## START EXCERPT PROVIDED
Reading a biography on ex-England rugby coach Clive Woodward and his attention to detail suggested some ideas about how advisers could also benefit from a focus on ’critical non-essentials’

I have just finished reading Clive Woodward’s biography by Alison Kervin. It’s a cracking read and provides a fantastic insight into the way Woodward prepared the England team for the 2003 rugby Union World Cup.

One of the key themes about Woodward’s approach is his attention to detail. He recognises that it’s enormously difficult to improve key areas by, say, 30, 40 or 50 per cent but it is actually quite easy to improve
lots of smaller, seemingly less important, things by 1 or 2 percent.

Woodward calls these the “critical non-essentials”. Woodward made himself unpopular with RFU officials
by spending money on things that they felt couldn’t improve results. Things like building an equipment store by the training pitch to reduce the time spent lugging training gear from the main building, which resulted in a few extra minutes of training per session.

Woodward’s approach got me thinking… what are the critical non-essentials when it comes to delivering an outstanding client experience?

For me, an examination of each and every “client touchpoint” is the place to start. Let’s look at some examples.

Touchpoint 1: website
Far too many adviser websites talk “about us” the adviser or firm. They also tend to be overly technical, perhaps in some mistaken belief that
clients want to know just how clever you are. What if your Home page was “about you”, the client? What if it described your client’s concerns, frustrations, worries and situation so accurately that the visitor immediately sees that you understand (and can therefore help) people like them?
## END EXCERPT PROVIDED
## START RAW RECORDS
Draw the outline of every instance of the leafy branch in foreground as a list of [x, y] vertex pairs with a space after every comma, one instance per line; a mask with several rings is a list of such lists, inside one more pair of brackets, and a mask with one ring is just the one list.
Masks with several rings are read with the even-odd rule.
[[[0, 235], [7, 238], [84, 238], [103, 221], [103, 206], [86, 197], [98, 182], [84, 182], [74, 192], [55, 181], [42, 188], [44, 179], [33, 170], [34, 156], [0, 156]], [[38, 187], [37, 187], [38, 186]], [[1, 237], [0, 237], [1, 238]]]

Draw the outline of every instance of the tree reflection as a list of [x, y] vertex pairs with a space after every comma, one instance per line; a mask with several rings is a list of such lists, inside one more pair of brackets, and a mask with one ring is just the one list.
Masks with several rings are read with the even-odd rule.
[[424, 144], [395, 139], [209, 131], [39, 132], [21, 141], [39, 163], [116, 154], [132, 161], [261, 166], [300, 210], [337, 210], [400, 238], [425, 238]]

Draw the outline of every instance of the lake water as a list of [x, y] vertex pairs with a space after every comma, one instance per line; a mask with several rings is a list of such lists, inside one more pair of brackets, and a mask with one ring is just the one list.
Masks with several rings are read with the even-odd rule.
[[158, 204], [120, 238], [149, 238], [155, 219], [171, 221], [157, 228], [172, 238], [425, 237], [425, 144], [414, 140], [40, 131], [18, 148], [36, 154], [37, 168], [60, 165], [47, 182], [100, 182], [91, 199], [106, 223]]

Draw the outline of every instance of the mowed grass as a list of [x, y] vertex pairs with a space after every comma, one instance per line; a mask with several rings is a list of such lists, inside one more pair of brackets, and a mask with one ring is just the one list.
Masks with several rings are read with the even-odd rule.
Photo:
## END RAW RECORDS
## TASK TO COMPLETE
In the piece on Clive Woodward's attention to detail, what did Woodward have built beside the training pitch? The data has no connection to the text.

## RESULT FOR THIS TASK
An equipment store.